▸ **Work required**:
Count the lines in the listing below that contain the word "paper". Reply with the number only.

▸ **Pointing dataset excerpts**:
— begin —
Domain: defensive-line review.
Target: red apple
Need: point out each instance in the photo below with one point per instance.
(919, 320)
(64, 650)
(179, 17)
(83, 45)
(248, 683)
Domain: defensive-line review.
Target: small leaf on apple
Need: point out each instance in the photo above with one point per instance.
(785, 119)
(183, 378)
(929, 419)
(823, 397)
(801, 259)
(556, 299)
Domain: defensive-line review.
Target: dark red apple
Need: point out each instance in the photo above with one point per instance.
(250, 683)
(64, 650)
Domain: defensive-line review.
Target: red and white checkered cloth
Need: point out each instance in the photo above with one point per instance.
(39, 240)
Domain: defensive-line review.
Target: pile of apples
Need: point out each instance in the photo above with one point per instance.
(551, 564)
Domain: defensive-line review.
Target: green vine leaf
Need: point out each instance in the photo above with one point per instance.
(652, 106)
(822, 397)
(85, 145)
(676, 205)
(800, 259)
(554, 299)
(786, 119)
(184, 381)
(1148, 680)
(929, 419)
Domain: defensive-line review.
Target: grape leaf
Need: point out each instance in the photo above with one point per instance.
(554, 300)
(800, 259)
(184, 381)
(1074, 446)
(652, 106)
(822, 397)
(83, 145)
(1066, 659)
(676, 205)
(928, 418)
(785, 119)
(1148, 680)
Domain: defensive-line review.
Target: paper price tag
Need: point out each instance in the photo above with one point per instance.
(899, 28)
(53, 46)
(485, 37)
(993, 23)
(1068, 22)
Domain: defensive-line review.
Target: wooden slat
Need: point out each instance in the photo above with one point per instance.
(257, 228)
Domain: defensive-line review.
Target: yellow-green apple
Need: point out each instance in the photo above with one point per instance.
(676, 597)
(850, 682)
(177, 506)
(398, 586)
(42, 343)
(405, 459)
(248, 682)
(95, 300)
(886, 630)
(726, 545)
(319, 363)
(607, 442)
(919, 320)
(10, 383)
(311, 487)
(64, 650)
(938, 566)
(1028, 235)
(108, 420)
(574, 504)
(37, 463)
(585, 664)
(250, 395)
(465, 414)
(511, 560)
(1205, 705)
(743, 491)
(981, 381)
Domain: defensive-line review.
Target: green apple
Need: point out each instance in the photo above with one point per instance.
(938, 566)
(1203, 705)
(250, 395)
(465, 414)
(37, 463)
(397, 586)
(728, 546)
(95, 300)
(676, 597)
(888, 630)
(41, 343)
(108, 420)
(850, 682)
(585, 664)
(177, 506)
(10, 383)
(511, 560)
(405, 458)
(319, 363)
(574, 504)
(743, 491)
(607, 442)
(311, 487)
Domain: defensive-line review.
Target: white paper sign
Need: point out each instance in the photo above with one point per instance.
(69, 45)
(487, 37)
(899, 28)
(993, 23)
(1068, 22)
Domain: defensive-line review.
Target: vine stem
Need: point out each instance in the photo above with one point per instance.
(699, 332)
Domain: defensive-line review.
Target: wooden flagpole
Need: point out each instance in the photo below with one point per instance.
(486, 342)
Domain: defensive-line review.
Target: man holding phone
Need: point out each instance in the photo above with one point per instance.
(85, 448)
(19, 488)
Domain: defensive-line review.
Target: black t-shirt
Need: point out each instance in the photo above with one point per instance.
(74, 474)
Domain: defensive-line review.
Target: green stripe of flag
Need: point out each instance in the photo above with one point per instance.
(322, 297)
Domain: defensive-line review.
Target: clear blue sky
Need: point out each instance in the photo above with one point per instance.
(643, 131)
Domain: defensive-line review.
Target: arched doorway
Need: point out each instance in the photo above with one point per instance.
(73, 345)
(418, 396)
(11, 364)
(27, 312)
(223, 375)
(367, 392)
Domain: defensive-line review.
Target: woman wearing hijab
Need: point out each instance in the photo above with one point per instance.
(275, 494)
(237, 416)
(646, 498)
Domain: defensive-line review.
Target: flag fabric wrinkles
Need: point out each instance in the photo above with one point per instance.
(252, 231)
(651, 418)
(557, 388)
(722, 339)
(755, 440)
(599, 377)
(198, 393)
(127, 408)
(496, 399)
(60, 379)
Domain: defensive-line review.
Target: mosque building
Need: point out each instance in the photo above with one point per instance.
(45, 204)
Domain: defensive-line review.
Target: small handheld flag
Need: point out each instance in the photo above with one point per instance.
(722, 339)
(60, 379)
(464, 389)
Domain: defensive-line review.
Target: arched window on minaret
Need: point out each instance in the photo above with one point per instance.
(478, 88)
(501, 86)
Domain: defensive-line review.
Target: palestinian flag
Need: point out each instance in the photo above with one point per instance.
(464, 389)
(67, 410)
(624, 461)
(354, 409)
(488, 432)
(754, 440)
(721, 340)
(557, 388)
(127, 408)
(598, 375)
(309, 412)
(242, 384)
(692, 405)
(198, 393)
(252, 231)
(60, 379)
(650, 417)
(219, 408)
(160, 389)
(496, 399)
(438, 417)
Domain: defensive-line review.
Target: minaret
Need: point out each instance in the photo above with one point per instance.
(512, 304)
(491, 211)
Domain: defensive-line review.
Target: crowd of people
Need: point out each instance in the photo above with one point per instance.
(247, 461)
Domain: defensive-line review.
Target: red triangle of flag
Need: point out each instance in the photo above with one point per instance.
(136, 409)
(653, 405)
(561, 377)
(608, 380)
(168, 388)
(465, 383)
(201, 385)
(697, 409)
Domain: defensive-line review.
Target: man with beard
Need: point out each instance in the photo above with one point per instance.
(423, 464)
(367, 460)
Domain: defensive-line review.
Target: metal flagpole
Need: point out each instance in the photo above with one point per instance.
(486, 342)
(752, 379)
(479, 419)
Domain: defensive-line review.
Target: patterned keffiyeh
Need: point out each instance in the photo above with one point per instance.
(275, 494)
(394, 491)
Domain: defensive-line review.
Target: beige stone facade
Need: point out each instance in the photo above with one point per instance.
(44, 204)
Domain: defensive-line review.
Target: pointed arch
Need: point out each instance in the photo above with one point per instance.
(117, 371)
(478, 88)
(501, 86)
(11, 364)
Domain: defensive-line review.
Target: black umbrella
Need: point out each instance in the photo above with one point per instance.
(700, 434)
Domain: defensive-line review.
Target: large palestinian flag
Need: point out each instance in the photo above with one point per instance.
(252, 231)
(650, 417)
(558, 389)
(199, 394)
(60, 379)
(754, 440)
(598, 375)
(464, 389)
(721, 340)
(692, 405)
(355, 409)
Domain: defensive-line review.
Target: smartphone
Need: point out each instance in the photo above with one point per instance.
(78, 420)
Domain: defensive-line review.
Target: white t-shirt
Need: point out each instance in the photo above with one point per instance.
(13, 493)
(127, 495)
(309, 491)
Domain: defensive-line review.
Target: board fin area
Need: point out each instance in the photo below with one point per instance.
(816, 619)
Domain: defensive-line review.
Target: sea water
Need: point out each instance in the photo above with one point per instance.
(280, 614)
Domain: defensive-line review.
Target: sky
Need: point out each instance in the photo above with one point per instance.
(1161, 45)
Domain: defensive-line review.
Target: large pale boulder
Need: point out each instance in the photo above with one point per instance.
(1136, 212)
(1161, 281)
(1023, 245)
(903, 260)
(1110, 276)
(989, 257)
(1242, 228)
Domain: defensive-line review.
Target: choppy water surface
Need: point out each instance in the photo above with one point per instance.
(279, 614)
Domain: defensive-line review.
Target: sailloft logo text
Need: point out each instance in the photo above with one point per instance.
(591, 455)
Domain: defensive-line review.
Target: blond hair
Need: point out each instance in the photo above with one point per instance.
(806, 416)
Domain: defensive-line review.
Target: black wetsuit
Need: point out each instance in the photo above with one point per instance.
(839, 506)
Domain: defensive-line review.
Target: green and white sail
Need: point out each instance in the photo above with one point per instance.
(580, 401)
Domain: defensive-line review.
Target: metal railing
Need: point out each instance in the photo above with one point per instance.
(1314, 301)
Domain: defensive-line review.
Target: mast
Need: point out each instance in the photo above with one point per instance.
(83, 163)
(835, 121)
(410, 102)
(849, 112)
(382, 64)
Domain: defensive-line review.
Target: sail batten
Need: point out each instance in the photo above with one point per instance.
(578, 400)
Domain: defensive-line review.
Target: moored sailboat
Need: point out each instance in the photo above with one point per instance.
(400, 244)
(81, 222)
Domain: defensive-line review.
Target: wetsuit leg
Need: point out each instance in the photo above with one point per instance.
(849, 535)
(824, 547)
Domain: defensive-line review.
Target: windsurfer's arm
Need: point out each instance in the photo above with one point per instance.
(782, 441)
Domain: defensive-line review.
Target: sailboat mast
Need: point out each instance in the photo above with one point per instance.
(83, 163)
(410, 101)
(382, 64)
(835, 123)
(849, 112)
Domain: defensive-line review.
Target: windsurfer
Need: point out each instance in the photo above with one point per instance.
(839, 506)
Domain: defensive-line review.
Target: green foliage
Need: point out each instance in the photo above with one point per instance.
— end —
▸ **Exercise output**:
2